* What you will do
Swap every "sweater" in the rows below for "cardigan" and copy them out again with nothing else changed.

--------------------

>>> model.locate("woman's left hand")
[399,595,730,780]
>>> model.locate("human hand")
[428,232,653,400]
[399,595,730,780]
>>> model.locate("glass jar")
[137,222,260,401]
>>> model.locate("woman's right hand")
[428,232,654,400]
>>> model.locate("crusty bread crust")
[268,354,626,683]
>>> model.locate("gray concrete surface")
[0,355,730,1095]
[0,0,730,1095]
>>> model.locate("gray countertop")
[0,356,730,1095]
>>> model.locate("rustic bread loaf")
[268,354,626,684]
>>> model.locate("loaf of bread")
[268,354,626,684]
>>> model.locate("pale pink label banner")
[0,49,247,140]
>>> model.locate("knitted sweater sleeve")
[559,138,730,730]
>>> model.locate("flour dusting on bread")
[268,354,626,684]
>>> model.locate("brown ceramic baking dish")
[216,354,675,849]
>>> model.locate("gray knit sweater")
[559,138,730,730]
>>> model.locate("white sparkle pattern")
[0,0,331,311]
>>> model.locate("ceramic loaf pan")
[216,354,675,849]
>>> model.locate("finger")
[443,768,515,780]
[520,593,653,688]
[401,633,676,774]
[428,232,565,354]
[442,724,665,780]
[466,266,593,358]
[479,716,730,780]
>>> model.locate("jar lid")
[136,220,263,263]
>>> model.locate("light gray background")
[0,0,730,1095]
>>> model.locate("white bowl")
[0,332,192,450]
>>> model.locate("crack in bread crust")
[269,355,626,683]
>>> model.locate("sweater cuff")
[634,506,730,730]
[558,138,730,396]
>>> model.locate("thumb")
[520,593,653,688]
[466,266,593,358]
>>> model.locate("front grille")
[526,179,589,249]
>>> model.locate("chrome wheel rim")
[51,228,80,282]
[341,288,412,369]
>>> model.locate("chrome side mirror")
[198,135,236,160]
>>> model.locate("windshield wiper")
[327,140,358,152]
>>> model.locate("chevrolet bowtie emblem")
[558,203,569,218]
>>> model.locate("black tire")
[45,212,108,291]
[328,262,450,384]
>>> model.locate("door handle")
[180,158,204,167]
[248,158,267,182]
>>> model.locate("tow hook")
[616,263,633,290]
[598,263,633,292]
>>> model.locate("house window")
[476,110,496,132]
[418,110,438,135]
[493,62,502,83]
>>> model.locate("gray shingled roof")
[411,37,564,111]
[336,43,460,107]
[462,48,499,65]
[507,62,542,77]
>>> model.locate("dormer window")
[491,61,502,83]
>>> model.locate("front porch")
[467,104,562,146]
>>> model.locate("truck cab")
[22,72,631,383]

--------------------

* Complete response
>>> model.locate("woman's left hand")
[399,595,730,780]
>>> model.locate("human hand")
[428,232,653,400]
[399,595,730,780]
>>> model.locate("glass jar")
[137,222,260,401]
>>> model.locate("woman's right hand")
[428,232,654,400]
>>> model.locate("crusty bread crust")
[268,354,626,683]
>>> model.locate("gray concrete surface")
[0,355,730,1095]
[0,0,730,1095]
>>> model.locate("gray countertop")
[0,356,730,1095]
>>> model.locate("rustic bread loaf")
[268,354,626,684]
>>> model.locate("loaf of bread")
[268,354,626,684]
>>> model.locate("pale pink label banner")
[0,49,247,140]
>>> model.locate("knitted cardigan sleeve")
[559,138,730,730]
>>> model.locate("flour dusting on bread")
[268,354,626,684]
>>> model.locate("brown ceramic baking dish")
[216,354,675,849]
>>> model.locate("gray knit cardigan")
[559,138,730,730]
>>> model.locate("white sparkle pattern")
[0,0,331,311]
>>> model.locate("ceramic loaf pan")
[216,354,675,849]
>>> model.locate("finger")
[443,768,515,780]
[520,593,653,688]
[401,633,676,774]
[428,232,565,354]
[442,724,665,780]
[466,266,593,358]
[479,716,730,780]
>>> model.locate("jar lid")
[136,220,263,263]
>>> model.locate("light gray background")
[0,0,730,1095]
>>> model.locate("white bowl")
[0,332,192,450]
>>> model.locate("crack in bread crust")
[269,355,626,683]
>>> model.locate("cardigan cuff")
[634,506,730,730]
[558,138,730,396]
>>> model.locate("thumb")
[520,593,653,688]
[466,266,593,358]
>>> model.locate("front grille")
[526,179,589,249]
>>> model.locate("chrome wheel rim")
[51,228,80,282]
[341,288,412,369]
>>> model.locate("chrome side mirror")
[198,135,236,160]
>>> model.locate("windshield wiper")
[327,140,358,152]
>>> model.locate("chevrolet bowtie emblem")
[558,203,569,218]
>>> model.locate("black tire")
[45,212,108,291]
[328,262,450,384]
>>> model.locate("door handle")
[180,158,204,167]
[248,158,267,182]
>>> model.locate("tow hook")
[616,263,633,290]
[598,263,633,292]
>>> model.locate("house window")
[476,110,496,132]
[418,110,438,135]
[493,62,502,83]
>>> model.locate("gray shingled roof")
[411,37,564,111]
[336,43,460,107]
[462,48,499,65]
[507,62,542,77]
>>> model.locate("dormer window")
[491,61,502,83]
>>> model.locate("front porch")
[467,104,562,146]
>>> model.locate("truck cab")
[22,72,631,383]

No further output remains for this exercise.